In the interview below, what position does Ricky Singh hold at NewYork-Presbyterian Och Spine Hospital?

* [DOCUMENT TEXT]:
+-------+

Ricky Singh, MD, is the Vice Chair of Strategy and Operations in the Department of Rehabilitation Medicine at Weill Cornell Medicine, and the Director of Interventional Spine at NewYork-Presbyterian Och Spine Hospital. This will be his second marathon run to support the Hospital.
What motivated you to take part in this year's TCS New York City Marathon?
Since I have been at NewYork-Presbyterian I have always served as a volunteer medical staff for the New York City Marathon, and one of my colleagues in radiation oncology has been running the marathon for about five or six years. He motivated me to not only serve as a medical staff but also participate in the marathon as a runner, so last year (2022) was my first year running a marathon. And to be honest, in January of 2022, I could barely run a mile. It was amazing to see the transformation of my own body and stamina within 11 months being able to complete 26.2 miles.
How has your training process been?
The hardest part about training is finding time and being a little selfish when it comes to sticking to a program: I have used both Peloton training programs and ones that I found online which provide you with weekly milestones and targets and sometimes you just have to prioritize yourself and commit to the training.
This year the hardest part has actually been dealing with the inclement weather, which does get in the way of some of the long training runs as we are approaching the final month before the 2023 New York City Marathon, but overall I think I am where I should be. I am headed into the peak of training followed by two weeks of tapering, and while the physical stamina is on target, the last few weeks will really be focusing on mental preparedness.
In order to effectively move the needle on translating basic science research to the clinical care setting, philanthropy is paramount.
— Ricky Singh, MD
Why did you decide to help fundraise for NewYork-Presbyterian?
New York Presbyterian and Weill Cornell have supported my career since I have been here. While most of my work continues to be in clinical care and the development of our multidisciplinary spine program, I have interests in pushing the research when it comes to orthobiologics and regenerative medicine in the musculoskeletal space.

+-------+

* [SUPPLIED DATA]:

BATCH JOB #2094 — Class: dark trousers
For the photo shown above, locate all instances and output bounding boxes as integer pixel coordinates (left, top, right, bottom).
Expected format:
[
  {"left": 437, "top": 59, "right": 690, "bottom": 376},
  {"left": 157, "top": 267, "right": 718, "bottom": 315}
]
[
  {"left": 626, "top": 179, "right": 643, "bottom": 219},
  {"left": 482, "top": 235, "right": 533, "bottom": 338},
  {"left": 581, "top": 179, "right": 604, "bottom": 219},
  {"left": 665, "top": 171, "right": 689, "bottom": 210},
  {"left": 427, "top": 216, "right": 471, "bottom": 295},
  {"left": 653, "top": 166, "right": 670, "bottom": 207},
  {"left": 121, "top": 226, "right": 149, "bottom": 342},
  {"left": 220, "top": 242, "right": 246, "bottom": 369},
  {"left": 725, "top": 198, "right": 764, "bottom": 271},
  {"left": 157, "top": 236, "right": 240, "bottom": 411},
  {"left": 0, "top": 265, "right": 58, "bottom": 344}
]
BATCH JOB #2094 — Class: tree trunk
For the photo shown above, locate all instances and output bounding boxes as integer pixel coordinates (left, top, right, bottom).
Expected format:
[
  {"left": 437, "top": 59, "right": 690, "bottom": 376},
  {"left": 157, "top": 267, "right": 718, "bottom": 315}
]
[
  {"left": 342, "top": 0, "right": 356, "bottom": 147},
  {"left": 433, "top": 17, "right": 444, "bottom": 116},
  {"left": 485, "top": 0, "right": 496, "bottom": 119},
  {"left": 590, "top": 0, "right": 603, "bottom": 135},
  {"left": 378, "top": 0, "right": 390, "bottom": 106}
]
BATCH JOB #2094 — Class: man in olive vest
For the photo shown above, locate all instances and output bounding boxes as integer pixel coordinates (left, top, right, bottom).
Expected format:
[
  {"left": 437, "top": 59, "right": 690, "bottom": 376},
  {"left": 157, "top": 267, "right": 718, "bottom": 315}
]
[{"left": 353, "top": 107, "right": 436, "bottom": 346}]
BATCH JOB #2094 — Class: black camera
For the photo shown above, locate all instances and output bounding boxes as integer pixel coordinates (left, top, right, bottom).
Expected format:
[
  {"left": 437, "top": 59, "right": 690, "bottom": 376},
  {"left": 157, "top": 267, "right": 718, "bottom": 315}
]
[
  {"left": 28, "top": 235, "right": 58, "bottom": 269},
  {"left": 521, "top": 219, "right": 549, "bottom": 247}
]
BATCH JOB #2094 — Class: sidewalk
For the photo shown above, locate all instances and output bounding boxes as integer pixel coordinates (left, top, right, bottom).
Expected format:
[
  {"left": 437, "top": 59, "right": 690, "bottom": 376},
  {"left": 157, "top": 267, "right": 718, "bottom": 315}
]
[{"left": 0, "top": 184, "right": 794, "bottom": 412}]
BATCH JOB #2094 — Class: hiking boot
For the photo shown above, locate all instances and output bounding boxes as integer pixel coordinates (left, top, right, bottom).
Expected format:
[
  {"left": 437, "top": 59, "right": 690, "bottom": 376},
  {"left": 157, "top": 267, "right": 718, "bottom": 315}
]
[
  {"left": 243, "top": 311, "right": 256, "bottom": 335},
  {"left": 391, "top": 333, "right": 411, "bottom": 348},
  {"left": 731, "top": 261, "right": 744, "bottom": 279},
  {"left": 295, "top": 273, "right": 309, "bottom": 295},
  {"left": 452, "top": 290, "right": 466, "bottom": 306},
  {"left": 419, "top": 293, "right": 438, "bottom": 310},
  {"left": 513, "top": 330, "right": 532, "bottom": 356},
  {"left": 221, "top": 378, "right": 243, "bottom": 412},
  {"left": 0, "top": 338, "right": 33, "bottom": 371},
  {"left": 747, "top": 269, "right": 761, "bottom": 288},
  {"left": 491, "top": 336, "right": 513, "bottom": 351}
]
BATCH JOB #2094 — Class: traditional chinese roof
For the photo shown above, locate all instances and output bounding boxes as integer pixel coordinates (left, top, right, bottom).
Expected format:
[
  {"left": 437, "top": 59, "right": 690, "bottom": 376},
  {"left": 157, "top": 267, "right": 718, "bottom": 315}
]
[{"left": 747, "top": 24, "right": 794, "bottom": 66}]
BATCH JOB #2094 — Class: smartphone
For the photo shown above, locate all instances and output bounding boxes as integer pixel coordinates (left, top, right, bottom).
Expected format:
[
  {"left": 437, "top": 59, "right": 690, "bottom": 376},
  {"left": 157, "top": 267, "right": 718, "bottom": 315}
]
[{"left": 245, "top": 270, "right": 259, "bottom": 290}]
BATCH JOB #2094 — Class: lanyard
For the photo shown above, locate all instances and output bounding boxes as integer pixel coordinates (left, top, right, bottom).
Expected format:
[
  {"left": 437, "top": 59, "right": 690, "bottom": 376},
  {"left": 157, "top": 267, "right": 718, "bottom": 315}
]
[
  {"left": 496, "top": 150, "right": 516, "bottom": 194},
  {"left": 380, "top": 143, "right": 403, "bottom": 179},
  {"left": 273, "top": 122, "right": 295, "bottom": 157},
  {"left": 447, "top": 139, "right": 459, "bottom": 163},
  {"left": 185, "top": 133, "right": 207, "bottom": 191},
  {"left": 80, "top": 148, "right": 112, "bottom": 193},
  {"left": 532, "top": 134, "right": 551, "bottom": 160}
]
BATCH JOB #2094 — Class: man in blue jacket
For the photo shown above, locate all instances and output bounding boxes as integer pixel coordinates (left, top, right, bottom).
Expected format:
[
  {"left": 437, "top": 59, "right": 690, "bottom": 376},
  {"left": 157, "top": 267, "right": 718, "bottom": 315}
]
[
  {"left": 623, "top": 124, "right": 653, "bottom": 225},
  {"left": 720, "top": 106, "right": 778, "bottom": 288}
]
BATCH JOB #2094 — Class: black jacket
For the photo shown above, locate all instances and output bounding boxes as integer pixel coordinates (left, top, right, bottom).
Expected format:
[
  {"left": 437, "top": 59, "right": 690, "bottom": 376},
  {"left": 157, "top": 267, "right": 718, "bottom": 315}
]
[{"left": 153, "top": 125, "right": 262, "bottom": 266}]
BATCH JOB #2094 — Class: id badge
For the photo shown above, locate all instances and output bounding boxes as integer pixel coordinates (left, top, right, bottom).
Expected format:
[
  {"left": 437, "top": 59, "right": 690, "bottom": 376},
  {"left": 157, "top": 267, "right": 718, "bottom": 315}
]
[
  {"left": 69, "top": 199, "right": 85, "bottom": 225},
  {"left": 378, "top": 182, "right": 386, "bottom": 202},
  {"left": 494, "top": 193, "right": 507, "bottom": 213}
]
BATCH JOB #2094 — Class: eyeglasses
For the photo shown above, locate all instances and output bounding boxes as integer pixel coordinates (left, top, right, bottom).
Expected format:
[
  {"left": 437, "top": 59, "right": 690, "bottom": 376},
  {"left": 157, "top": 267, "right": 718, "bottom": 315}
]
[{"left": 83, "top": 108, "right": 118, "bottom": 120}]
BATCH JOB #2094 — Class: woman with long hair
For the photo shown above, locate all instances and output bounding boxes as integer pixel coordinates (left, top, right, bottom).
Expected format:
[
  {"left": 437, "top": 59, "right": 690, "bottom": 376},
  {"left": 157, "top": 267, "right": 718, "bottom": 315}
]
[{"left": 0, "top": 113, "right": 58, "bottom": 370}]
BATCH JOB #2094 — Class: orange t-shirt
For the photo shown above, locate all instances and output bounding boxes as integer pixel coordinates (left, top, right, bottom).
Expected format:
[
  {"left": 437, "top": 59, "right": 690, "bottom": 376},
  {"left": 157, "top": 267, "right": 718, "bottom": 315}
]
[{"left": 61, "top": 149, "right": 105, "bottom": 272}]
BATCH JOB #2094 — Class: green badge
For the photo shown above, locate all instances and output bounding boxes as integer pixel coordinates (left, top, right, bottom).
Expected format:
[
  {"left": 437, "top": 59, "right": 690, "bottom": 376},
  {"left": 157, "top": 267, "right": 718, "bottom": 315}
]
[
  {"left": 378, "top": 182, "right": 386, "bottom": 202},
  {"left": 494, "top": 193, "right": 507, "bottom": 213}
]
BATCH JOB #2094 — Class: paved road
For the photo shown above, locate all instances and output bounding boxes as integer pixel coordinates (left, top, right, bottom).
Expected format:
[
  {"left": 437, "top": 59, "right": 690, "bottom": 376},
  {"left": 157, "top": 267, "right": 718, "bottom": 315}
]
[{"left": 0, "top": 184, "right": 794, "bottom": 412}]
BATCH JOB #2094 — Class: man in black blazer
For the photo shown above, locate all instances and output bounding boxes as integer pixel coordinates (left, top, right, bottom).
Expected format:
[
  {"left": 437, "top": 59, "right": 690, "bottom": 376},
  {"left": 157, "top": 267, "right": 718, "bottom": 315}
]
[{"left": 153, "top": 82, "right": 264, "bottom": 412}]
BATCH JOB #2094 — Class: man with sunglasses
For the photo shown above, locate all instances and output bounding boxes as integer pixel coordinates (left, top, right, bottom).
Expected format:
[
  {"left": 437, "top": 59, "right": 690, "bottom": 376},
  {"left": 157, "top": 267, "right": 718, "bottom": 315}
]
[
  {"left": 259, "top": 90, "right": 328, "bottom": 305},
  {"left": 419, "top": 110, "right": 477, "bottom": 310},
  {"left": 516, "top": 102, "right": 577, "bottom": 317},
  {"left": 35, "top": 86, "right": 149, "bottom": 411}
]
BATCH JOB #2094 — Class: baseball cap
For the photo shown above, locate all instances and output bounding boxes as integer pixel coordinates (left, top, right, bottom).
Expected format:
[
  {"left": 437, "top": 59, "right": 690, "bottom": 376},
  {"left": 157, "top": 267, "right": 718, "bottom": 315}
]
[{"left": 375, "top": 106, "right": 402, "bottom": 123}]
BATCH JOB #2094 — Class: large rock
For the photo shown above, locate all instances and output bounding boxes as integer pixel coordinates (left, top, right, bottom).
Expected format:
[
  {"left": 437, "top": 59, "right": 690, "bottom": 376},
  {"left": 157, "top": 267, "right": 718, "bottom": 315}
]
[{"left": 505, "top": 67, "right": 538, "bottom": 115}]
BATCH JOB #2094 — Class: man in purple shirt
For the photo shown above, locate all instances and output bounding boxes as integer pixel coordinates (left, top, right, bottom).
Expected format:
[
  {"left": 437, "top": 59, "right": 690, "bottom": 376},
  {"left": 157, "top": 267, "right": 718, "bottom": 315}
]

+-------+

* [EXERCISE SOLUTION]: Director of Interventional Spine